**Natural-language object grounding data:**
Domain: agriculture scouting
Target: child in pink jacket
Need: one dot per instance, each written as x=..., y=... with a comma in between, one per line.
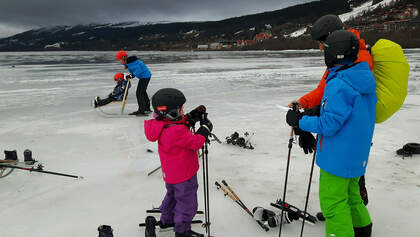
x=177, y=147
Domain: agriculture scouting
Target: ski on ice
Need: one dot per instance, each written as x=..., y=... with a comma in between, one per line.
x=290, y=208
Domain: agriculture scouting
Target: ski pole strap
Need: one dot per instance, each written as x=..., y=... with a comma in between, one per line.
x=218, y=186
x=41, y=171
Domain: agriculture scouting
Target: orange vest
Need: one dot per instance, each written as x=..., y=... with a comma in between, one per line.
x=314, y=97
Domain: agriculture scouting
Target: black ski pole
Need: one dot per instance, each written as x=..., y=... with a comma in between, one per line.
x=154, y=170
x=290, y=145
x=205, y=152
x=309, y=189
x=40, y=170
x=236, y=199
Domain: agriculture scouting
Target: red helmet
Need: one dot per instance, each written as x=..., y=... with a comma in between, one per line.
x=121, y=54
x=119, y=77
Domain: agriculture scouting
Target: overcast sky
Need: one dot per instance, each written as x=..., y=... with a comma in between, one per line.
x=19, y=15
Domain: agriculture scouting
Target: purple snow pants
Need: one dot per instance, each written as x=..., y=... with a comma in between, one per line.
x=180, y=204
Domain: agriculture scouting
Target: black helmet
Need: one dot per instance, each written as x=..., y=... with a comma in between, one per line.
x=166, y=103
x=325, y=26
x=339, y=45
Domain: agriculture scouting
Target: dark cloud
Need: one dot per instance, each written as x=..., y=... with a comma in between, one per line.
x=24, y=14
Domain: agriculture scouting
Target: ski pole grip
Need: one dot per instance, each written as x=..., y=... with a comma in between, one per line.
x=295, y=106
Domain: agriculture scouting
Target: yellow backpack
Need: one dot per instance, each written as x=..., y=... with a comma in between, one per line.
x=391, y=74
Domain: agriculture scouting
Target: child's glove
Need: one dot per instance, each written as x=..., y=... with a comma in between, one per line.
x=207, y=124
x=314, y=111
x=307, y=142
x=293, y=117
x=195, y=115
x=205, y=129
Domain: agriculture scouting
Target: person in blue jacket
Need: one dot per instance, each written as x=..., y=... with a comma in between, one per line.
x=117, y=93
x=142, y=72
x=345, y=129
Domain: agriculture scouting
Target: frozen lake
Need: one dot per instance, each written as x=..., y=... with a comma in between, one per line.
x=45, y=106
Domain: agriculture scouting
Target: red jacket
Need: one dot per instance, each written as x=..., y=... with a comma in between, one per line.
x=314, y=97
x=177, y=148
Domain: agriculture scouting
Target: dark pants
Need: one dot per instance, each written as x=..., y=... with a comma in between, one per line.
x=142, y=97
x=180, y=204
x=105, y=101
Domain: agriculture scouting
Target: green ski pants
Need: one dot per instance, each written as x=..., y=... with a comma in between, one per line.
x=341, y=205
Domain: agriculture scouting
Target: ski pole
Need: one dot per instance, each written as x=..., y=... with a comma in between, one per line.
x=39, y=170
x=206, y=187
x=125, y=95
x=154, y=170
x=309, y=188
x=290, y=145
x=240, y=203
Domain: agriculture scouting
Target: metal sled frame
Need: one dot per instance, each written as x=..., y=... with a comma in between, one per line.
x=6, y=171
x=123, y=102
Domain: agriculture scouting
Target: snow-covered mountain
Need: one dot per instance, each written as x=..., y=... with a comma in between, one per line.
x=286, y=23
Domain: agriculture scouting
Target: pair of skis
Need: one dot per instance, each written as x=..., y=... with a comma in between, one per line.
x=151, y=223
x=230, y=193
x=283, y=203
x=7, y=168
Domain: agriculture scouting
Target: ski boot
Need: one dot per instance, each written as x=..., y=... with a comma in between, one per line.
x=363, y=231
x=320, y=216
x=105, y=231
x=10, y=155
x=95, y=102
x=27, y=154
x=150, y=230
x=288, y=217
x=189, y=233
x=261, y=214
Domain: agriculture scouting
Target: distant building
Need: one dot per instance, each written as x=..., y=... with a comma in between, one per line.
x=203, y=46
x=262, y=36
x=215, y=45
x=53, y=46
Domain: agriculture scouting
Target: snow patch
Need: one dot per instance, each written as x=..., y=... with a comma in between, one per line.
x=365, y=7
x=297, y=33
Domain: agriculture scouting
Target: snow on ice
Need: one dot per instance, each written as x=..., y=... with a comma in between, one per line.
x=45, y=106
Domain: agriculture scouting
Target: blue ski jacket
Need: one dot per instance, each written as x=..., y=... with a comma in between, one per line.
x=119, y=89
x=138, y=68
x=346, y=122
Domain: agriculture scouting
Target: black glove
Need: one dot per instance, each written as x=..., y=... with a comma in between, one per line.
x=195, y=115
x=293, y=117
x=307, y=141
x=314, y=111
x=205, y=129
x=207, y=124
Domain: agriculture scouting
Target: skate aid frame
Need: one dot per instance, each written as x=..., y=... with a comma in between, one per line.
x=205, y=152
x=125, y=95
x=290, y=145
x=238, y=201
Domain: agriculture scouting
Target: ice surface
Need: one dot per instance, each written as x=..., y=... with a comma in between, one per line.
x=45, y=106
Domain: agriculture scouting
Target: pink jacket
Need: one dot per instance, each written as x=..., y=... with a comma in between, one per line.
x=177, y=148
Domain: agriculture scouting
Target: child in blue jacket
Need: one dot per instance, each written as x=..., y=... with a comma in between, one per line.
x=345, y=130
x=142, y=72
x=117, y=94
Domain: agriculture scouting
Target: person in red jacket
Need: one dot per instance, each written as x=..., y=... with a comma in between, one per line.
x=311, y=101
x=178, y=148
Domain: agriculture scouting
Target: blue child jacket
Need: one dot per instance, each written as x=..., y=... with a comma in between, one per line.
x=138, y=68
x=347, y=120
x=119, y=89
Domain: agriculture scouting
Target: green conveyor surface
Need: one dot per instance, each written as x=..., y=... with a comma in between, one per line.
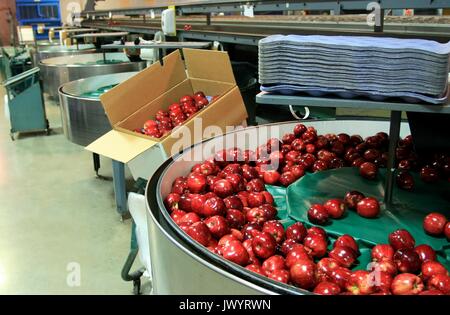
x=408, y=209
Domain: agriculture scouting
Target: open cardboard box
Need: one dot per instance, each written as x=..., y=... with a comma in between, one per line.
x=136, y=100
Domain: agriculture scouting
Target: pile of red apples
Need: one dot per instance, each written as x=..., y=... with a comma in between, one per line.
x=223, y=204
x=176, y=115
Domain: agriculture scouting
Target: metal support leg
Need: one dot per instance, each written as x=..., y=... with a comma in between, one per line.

**TASK:**
Write back word for word every line in the entries above from the one with "Target: pink jacket" to the one with "Target: pile of red apples", ends included, and none of the pictures.

**SOLUTION TO THIS TASK:**
Target: pink jacket
Need: one dot per instance, each written as x=..., y=... with a comma in between, one per line.
x=177, y=148
Domain: agriculture scouting
Target: child in blue jacket
Need: one dot per instance, each written as x=..., y=... with a comma in between, one per line.
x=345, y=130
x=142, y=72
x=117, y=94
Domain: agriculture scouting
Target: person in red jacket
Need: one dot per instance, each written as x=..., y=... with a comma in between, one per line.
x=311, y=101
x=178, y=148
Domain: agriculture scouting
Target: blue child jacket
Need: one dot per instance, each written as x=..., y=... with a comma in between, one per line.
x=138, y=68
x=347, y=120
x=119, y=89
Domain: agriculture scouting
Target: green conveyor surface
Need: one dot per instance, each written as x=..., y=... with a comma in between, one per line.
x=408, y=209
Domain: agriculture scouting
Target: open cardboard box
Need: one dot per instance, each written as x=..., y=... with a comma in between, one per line.
x=136, y=100
Domain: agriculture scouting
Target: pile of red apples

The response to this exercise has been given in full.